▶ _Task brief_:
Collect every line of the rows below that contains the word "appreciated", matching case exactly.

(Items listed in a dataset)

########################################

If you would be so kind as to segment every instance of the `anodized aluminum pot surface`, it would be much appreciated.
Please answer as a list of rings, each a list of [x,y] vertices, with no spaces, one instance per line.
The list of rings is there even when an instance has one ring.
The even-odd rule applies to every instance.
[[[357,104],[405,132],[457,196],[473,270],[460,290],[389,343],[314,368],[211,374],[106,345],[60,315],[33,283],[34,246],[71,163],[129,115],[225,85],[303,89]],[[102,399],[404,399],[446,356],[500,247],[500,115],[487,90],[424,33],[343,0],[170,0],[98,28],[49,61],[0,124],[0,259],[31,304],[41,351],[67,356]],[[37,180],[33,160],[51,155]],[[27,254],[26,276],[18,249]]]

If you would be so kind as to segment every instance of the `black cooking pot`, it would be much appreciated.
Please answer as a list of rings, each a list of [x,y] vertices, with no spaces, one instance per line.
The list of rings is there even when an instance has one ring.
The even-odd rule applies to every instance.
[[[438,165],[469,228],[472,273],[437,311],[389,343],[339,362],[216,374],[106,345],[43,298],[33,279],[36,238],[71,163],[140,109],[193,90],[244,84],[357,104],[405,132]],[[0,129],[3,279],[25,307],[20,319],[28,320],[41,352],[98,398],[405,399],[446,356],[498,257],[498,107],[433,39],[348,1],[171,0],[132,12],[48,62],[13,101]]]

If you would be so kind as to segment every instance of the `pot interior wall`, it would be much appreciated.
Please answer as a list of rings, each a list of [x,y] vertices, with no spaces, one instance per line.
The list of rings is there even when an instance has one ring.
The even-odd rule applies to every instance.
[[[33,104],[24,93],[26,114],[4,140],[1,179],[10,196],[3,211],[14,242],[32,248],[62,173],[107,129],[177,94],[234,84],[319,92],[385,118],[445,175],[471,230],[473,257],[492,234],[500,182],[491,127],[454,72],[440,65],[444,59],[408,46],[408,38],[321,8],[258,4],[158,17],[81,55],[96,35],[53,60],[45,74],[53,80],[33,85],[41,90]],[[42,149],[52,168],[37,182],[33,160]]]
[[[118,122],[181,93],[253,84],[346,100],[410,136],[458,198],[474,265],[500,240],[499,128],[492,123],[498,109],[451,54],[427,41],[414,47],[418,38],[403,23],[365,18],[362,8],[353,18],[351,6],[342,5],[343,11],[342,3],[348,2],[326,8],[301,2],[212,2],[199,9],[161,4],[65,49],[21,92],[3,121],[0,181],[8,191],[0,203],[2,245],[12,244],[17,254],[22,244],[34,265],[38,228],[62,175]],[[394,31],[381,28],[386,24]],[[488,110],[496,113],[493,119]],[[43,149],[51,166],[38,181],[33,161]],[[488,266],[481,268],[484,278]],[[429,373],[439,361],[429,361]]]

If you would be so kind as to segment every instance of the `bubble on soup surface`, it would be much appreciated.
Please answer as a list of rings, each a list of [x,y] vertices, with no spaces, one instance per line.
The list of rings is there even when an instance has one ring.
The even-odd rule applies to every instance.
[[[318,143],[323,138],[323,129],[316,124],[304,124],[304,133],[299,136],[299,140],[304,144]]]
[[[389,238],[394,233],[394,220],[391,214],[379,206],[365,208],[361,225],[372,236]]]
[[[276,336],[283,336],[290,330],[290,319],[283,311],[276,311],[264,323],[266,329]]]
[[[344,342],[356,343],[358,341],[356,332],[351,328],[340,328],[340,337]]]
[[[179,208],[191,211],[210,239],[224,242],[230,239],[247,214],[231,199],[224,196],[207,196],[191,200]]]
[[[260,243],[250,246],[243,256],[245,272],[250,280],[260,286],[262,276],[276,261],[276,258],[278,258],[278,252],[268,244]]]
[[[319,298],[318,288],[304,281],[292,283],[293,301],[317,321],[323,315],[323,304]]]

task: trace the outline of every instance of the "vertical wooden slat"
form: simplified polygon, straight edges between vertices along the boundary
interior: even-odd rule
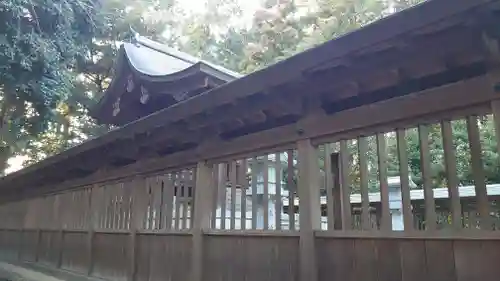
[[[190,207],[189,207],[189,187],[191,185],[192,181],[192,174],[191,171],[185,170],[183,171],[184,174],[184,193],[183,193],[183,204],[182,204],[182,229],[188,229],[188,219],[189,219],[189,212],[190,212]]]
[[[399,174],[401,179],[401,201],[403,204],[404,230],[413,230],[413,214],[410,198],[410,172],[408,169],[408,154],[406,152],[406,132],[404,129],[396,131],[398,143]]]
[[[153,215],[153,221],[154,225],[152,226],[153,229],[160,229],[160,222],[161,222],[161,212],[162,212],[162,199],[163,199],[163,194],[162,194],[162,182],[160,176],[155,176],[152,179],[152,185],[151,185],[151,194],[153,197],[153,204],[152,205],[152,215]]]
[[[165,205],[165,229],[172,229],[173,212],[174,212],[174,179],[173,174],[163,176],[163,202]]]
[[[298,190],[300,198],[300,279],[318,280],[314,231],[321,229],[321,203],[319,196],[319,166],[316,149],[310,140],[298,146]]]
[[[227,209],[227,164],[220,165],[219,170],[219,191],[220,191],[220,228],[226,229],[226,209]]]
[[[257,229],[257,157],[252,158],[252,229]]]
[[[276,218],[276,229],[281,230],[281,209],[282,209],[282,204],[281,204],[281,157],[280,153],[276,153],[274,155],[274,170],[276,173],[275,176],[275,191],[276,191],[276,196],[275,196],[275,218]]]
[[[181,180],[181,174],[180,173],[175,173],[174,174],[174,189],[175,189],[175,229],[180,229],[180,220],[181,220],[181,198],[182,198],[182,180]]]
[[[94,240],[94,220],[96,218],[95,214],[91,212],[93,207],[96,205],[97,198],[95,196],[95,191],[96,191],[97,186],[94,187],[89,187],[89,193],[88,193],[88,209],[89,211],[87,212],[87,275],[92,274],[92,268],[94,265],[94,260],[93,260],[93,240]]]
[[[213,165],[212,168],[212,184],[216,188],[213,189],[213,197],[212,197],[212,218],[211,218],[211,228],[215,229],[217,226],[217,207],[219,204],[219,166]],[[195,191],[196,192],[196,191]]]
[[[239,180],[241,187],[241,229],[247,228],[247,159],[243,159],[241,161],[241,165],[239,166]]]
[[[191,255],[190,281],[202,281],[203,274],[203,230],[210,227],[210,209],[213,195],[212,167],[205,162],[198,163],[196,167],[196,193],[194,203],[193,243]],[[209,269],[210,270],[210,269]]]
[[[358,138],[359,176],[361,187],[361,223],[363,230],[371,229],[370,198],[368,197],[368,141]]]
[[[424,184],[425,229],[436,230],[436,204],[434,201],[434,190],[431,182],[432,172],[431,156],[429,151],[429,127],[427,125],[418,126],[418,138],[420,142],[420,165]]]
[[[347,141],[340,141],[340,190],[342,195],[342,229],[352,228],[351,214],[351,182],[349,179],[349,150]]]
[[[380,182],[380,203],[382,207],[381,230],[388,232],[392,230],[391,211],[389,206],[389,183],[387,181],[387,149],[385,135],[377,134],[377,156]]]
[[[328,221],[328,230],[334,229],[334,211],[333,211],[333,174],[332,174],[332,150],[331,144],[325,143],[325,189],[326,189],[326,212]]]
[[[236,228],[236,161],[231,161],[229,166],[229,182],[231,183],[231,220],[230,229]]]
[[[490,208],[481,154],[481,140],[476,116],[467,117],[467,132],[471,154],[472,176],[476,190],[477,210],[482,230],[491,230]]]
[[[102,228],[109,228],[110,189],[108,185],[104,185],[102,188],[104,192]]]
[[[495,125],[497,153],[500,155],[500,100],[491,102],[491,111],[493,112],[493,123]]]
[[[130,264],[128,267],[127,281],[134,281],[137,270],[137,230],[145,226],[148,207],[148,189],[145,178],[137,177],[132,180],[132,204],[130,212]]]
[[[290,230],[295,230],[295,191],[296,186],[293,182],[293,175],[295,173],[293,168],[293,150],[287,151],[287,186],[288,186],[288,220],[290,221]]]
[[[450,121],[441,122],[443,135],[444,164],[446,168],[446,182],[450,198],[451,223],[455,229],[462,228],[462,206],[458,193],[457,157],[453,146],[453,131]]]
[[[264,155],[262,160],[262,173],[264,175],[264,229],[269,229],[269,159]]]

########################################

▶ _The result_:
If you would be so kind as to segment every instance of the `anodized aluminum pot surface`, it would be much appreciated.
If you would be so kind as to segment every instance of the `black cooking pot`, it would be much appreciated.
If you would be so kind as to segment every instance of the `pot interior wall`, it would be much appreciated.
If you would be so kind as to segment every instance of the `bubble on soup surface`, it would be much appreciated.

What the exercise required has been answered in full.